• **RECORDS SUPPLIED**:
+-------+

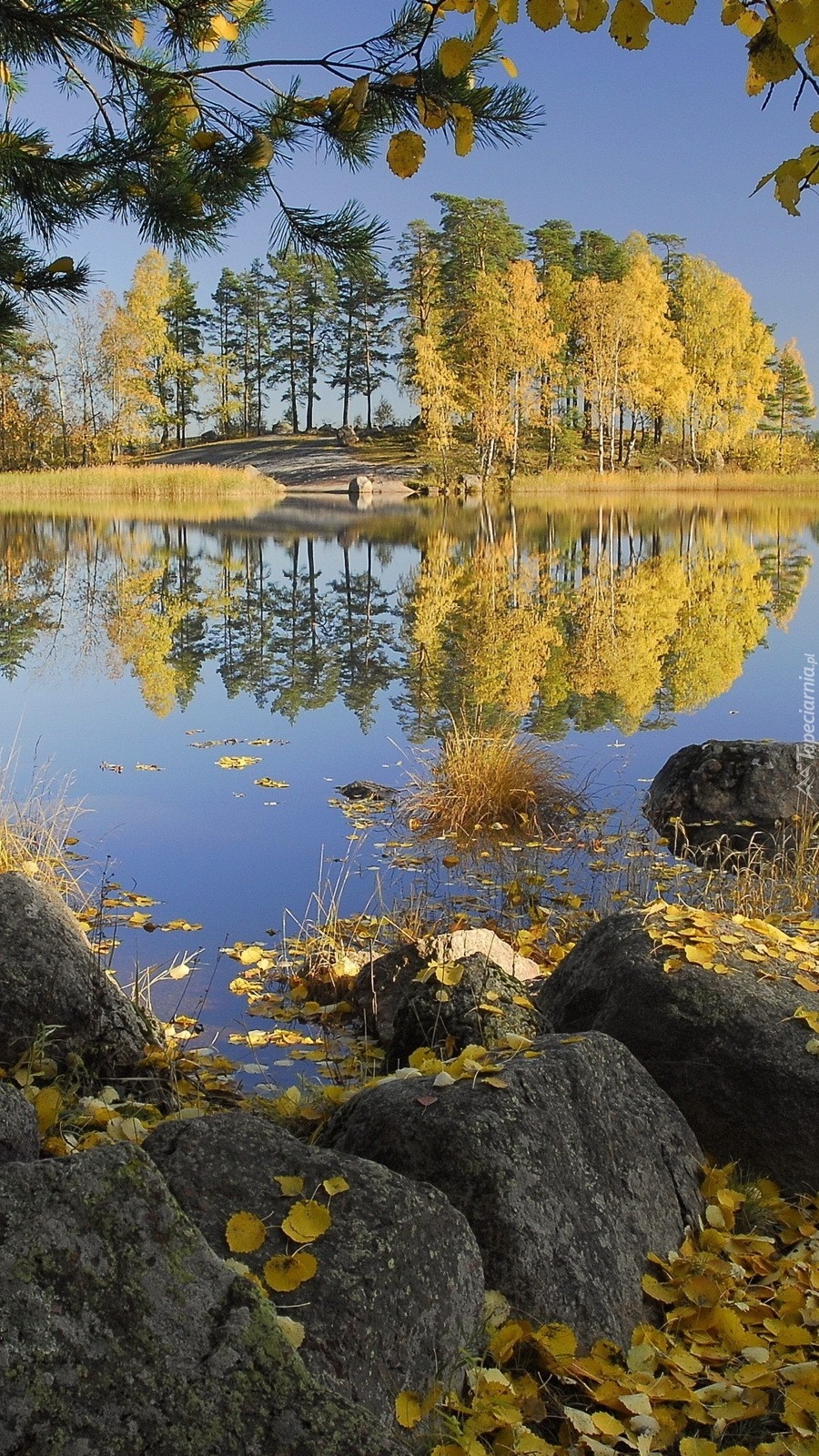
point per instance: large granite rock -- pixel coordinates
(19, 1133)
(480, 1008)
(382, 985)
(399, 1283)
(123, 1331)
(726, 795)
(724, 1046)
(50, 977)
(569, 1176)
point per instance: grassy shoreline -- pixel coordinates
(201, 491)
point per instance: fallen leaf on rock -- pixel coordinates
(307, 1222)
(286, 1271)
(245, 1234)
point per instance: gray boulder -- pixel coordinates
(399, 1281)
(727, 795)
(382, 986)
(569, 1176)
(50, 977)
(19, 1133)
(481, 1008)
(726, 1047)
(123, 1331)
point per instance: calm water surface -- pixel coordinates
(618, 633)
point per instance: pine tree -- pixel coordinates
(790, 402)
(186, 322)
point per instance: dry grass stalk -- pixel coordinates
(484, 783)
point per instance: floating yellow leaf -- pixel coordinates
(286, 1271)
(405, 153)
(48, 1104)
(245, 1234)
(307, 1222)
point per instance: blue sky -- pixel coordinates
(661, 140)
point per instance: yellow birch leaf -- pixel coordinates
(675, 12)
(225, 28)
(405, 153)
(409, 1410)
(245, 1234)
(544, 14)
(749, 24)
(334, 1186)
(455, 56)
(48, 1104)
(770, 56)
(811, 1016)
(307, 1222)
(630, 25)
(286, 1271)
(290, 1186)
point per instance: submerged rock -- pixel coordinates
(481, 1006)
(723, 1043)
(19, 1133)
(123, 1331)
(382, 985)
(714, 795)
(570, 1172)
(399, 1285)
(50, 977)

+-------+

• **STATED TASK**: Put every line from the one containing "point per instance: gray" through the end of the rows, both included, into a numbered list, and skip any blank lines.

• **FULL RESPONSE**:
1. point per instance: gray boulder -- pixel coordinates
2. (399, 1281)
3. (727, 795)
4. (382, 986)
5. (569, 1176)
6. (50, 977)
7. (19, 1133)
8. (481, 1008)
9. (726, 1047)
10. (123, 1331)
11. point per instance: calm water surface -- pixel coordinates
12. (618, 633)
13. point per instance: pine tree -- pixel coordinates
14. (790, 402)
15. (186, 322)
16. point per instance: dry grass stalk -- pixel coordinates
17. (484, 783)
18. point per instance: floating yellow leaf -- pixel coordinates
19. (286, 1271)
20. (405, 153)
21. (48, 1104)
22. (245, 1234)
23. (307, 1222)
24. point per instance: blue sky -- pixel coordinates
25. (661, 140)
26. point per instance: yellow birch leaf -- pixel coordinates
27. (675, 12)
28. (225, 28)
29. (405, 153)
30. (409, 1410)
31. (245, 1234)
32. (544, 14)
33. (749, 24)
34. (334, 1186)
35. (455, 56)
36. (48, 1104)
37. (770, 56)
38. (811, 1016)
39. (307, 1222)
40. (630, 25)
41. (286, 1271)
42. (290, 1186)
43. point per instance: submerged rock -- pixel coordinates
44. (481, 1006)
45. (723, 1043)
46. (19, 1133)
47. (123, 1331)
48. (382, 985)
49. (714, 795)
50. (570, 1172)
51. (399, 1285)
52. (50, 977)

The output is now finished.